Start of Records
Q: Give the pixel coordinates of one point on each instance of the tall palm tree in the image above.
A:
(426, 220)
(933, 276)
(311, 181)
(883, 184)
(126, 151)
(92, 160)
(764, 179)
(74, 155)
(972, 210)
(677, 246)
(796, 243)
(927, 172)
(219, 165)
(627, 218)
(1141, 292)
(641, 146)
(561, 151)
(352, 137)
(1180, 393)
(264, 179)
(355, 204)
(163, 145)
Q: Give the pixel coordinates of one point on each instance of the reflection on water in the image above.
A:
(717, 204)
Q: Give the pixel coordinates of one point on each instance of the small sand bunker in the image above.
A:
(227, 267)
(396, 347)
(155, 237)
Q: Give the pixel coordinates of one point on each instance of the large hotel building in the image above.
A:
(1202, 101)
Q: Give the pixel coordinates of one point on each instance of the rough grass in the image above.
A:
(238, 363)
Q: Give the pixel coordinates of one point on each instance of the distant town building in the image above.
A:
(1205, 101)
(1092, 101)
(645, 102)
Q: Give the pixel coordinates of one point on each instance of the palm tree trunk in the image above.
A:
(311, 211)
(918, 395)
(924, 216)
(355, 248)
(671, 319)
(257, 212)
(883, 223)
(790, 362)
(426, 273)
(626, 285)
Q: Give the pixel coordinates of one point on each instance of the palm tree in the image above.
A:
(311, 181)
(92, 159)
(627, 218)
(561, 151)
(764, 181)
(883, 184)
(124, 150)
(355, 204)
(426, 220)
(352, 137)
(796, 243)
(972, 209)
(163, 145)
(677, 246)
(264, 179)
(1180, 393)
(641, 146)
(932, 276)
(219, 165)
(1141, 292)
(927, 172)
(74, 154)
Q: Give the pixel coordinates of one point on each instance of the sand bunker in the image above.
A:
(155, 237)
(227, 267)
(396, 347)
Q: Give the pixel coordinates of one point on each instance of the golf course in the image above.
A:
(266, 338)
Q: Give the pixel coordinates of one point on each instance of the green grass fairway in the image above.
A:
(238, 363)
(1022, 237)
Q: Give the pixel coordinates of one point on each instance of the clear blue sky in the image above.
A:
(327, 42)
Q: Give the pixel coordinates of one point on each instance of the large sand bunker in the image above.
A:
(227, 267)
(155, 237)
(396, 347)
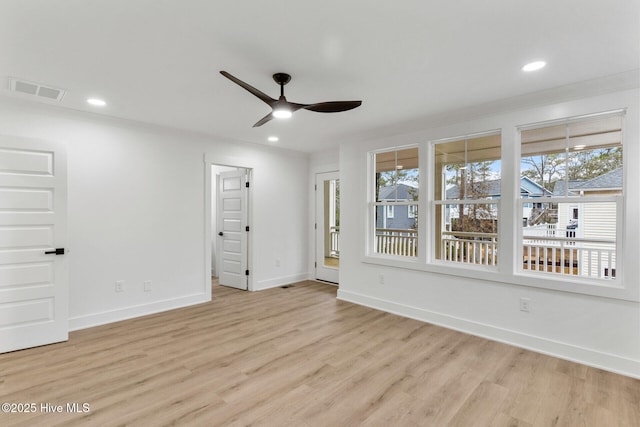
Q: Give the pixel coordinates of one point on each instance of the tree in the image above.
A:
(544, 169)
(588, 164)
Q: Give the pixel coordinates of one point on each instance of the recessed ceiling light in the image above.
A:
(533, 66)
(282, 113)
(96, 102)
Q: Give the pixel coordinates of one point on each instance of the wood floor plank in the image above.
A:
(299, 357)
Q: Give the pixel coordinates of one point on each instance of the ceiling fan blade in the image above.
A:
(263, 120)
(263, 96)
(332, 106)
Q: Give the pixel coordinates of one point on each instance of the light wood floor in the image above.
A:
(298, 357)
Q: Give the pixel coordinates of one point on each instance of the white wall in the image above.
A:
(601, 329)
(136, 210)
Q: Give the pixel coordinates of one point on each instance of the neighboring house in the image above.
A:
(491, 189)
(590, 220)
(597, 221)
(400, 217)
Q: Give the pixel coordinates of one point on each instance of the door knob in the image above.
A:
(57, 251)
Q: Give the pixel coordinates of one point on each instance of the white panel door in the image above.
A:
(328, 227)
(33, 283)
(232, 234)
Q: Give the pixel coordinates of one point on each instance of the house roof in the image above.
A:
(609, 181)
(404, 192)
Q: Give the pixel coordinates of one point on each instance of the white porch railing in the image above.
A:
(571, 256)
(396, 242)
(334, 237)
(470, 248)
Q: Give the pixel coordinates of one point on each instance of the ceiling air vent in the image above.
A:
(36, 89)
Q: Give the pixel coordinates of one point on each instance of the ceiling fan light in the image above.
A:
(282, 113)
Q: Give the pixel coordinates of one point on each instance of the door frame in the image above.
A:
(319, 178)
(209, 238)
(244, 235)
(58, 330)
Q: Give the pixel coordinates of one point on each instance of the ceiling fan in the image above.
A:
(281, 108)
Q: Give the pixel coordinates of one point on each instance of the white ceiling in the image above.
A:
(158, 61)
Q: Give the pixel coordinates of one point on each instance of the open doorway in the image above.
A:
(328, 227)
(230, 226)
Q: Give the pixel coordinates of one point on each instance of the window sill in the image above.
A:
(494, 274)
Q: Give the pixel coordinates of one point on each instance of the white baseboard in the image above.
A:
(585, 356)
(102, 318)
(280, 281)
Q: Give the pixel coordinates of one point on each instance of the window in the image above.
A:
(396, 184)
(467, 192)
(390, 212)
(577, 167)
(561, 218)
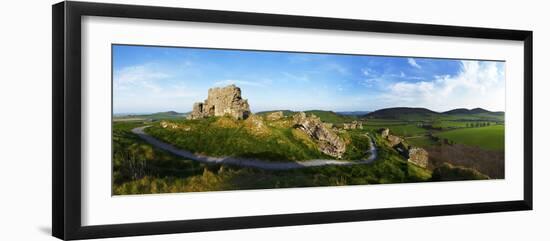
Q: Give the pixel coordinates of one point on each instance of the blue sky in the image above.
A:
(153, 79)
End of Records
• [Exercise directions]:
Which lines of the data include "tree"? Copy each of them.

• [Expected answer]:
Q: Give the pixel coordinates of one point on each instance of the tall palm tree in the image above.
Q: Give the pixel coordinates of one point on each instance of the palm tree trunk in the image above.
Q: Give the pixel coordinates of one point on each instance of the palm tree in the image above.
Q: Give the pixel coordinates of one point on each instance of the tree in the image above.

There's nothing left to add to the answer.